— Énoncé —
Recopiez intégralement, s'il vous plaît, le texte sur l'exposition consacrée à Picasso sculpteur, sans y changer un seul mot.

— Page —
========

Le musée Picasso présente une facette négligée du travail de Pablo Picasso : son rapport à la sculpture. Première exposition temporaire depuis la réouverture du musée en octobre dernier, les commissaires Virginie Perdrisot et Cécile Godefroy s’attachent à nous faire découvrir des œuvres réunies pour la première fois à Paris. Plus de 240 pièces seront exposées permettant un dialogue entre les différents médiums pratiqués par l’artiste.
Dès la première salle, des photographies de la villa Californie à Cannes témoignent de l’importance de la sculpture dans le travail de l’artiste. Il est vrai que Picasso est davantage présenté comme un peintre, sa pratique en 3D étant souvent considérée comme secondaire. Pourtant elle est le lieu où s’exprime peut être le mieux sa pensée en mouvement. Prônant une autonomie de l’œuvre, intégrant le fragment, interrogeant la perception même, le peintre/sculpteur bâtissait ses recherches sur la forme en touchant la matière. Les formes humaines sont distordues, schématisées, caractérisées et trouvent certaines parties développées, exagérées, magnifiées quand d’autres s’attenuent, disparaissant presque.

========

— Enregistrements issus d'une source de données —
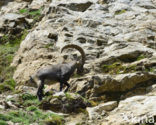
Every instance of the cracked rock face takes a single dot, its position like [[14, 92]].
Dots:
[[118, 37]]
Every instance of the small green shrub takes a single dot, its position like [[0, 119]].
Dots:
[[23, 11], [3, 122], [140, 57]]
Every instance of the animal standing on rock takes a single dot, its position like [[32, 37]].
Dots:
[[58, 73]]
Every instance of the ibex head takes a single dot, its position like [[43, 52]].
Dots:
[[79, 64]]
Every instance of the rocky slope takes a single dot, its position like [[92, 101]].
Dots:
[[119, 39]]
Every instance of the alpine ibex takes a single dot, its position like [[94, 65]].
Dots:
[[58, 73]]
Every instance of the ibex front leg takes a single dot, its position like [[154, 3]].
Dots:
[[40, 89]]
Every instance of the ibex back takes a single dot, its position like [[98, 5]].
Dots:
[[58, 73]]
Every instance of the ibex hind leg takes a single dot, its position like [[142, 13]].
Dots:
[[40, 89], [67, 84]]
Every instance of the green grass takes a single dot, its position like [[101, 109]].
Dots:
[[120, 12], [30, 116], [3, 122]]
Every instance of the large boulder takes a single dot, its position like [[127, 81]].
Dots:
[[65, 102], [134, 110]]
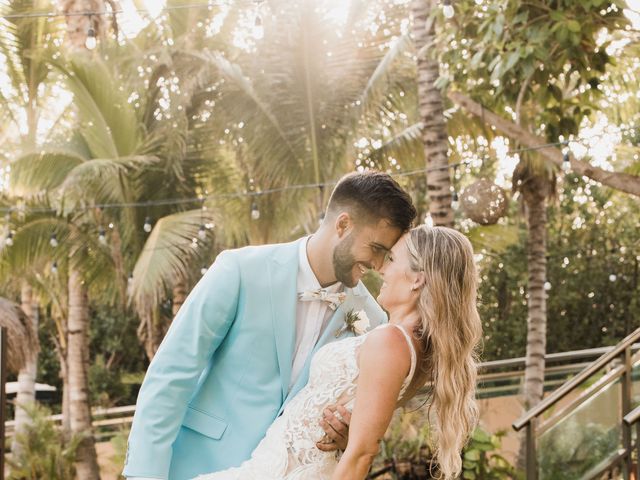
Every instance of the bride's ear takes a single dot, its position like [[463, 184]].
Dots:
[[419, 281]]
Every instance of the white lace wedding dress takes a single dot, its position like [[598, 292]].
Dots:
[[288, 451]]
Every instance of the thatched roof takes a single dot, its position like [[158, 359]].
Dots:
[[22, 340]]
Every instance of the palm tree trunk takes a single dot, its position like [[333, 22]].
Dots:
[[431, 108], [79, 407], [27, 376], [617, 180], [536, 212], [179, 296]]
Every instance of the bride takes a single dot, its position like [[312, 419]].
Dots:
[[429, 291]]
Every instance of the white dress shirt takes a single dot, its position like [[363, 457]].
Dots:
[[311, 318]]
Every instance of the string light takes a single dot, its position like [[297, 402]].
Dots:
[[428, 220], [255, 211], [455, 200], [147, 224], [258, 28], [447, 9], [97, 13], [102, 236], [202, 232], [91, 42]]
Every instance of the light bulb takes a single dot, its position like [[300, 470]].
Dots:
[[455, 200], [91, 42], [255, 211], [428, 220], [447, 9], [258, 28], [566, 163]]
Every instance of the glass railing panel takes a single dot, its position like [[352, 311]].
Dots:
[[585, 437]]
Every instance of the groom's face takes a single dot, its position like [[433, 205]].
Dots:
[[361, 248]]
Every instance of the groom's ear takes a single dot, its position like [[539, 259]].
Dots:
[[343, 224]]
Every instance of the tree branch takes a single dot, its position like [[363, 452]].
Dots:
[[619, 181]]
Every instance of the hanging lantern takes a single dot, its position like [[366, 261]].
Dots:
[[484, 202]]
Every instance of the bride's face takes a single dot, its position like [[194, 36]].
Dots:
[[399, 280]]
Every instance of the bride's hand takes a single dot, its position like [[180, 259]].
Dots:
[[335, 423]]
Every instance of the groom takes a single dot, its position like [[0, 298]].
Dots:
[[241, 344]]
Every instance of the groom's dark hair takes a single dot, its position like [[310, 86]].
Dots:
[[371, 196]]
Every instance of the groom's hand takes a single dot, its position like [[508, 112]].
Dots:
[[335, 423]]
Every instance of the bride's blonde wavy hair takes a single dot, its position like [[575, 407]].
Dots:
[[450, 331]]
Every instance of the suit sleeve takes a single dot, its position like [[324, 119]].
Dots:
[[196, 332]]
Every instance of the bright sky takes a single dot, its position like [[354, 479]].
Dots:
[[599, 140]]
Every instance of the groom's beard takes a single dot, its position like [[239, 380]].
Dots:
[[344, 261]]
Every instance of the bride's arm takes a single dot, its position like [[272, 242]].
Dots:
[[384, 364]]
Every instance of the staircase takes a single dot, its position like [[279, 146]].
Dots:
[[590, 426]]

========

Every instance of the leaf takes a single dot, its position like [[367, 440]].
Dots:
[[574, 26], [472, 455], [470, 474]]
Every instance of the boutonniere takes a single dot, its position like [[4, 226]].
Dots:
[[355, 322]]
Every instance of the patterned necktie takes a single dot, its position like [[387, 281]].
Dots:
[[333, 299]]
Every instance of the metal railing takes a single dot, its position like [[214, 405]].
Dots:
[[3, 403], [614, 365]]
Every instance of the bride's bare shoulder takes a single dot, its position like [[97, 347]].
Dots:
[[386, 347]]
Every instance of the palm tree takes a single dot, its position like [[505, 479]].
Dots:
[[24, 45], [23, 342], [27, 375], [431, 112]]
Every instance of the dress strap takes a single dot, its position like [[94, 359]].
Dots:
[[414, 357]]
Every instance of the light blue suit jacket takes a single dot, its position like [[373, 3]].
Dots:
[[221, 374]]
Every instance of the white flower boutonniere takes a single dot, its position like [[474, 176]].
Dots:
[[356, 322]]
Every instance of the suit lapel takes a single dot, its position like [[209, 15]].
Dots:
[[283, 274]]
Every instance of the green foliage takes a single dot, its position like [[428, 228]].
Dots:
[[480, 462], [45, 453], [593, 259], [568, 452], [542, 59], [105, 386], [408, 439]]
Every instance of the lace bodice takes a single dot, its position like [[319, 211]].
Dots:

========

— Réponse —
Le musée Picasso présente une facette négligée du travail de Pablo Picasso : son rapport à la sculpture. Première exposition temporaire depuis la réouverture du musée en octobre dernier, les commissaires Virginie Perdrisot et Cécile Godefroy s’attachent à nous faire découvrir des œuvres réunies pour la première fois à Paris. Plus de 240 pièces seront exposées permettant un dialogue entre les différents médiums pratiqués par l’artiste.
Dès la première salle, des photographies de la villa Californie à Cannes témoignent de l’importance de la sculpture dans le travail de l’artiste. Il est vrai que Picasso est davantage présenté comme un peintre, sa pratique en 3D étant souvent considérée comme secondaire. Pourtant elle est le lieu où s’exprime peut être le mieux sa pensée en mouvement. Prônant une autonomie de l’œuvre, intégrant le fragment, interrogeant la perception même, le peintre/sculpteur bâtissait ses recherches sur la forme en touchant la matière. Les formes humaines sont distordues, schématisées, caractérisées et trouvent certaines parties développées, exagérées, magnifiées quand d’autres s’attenuent, disparaissant presque.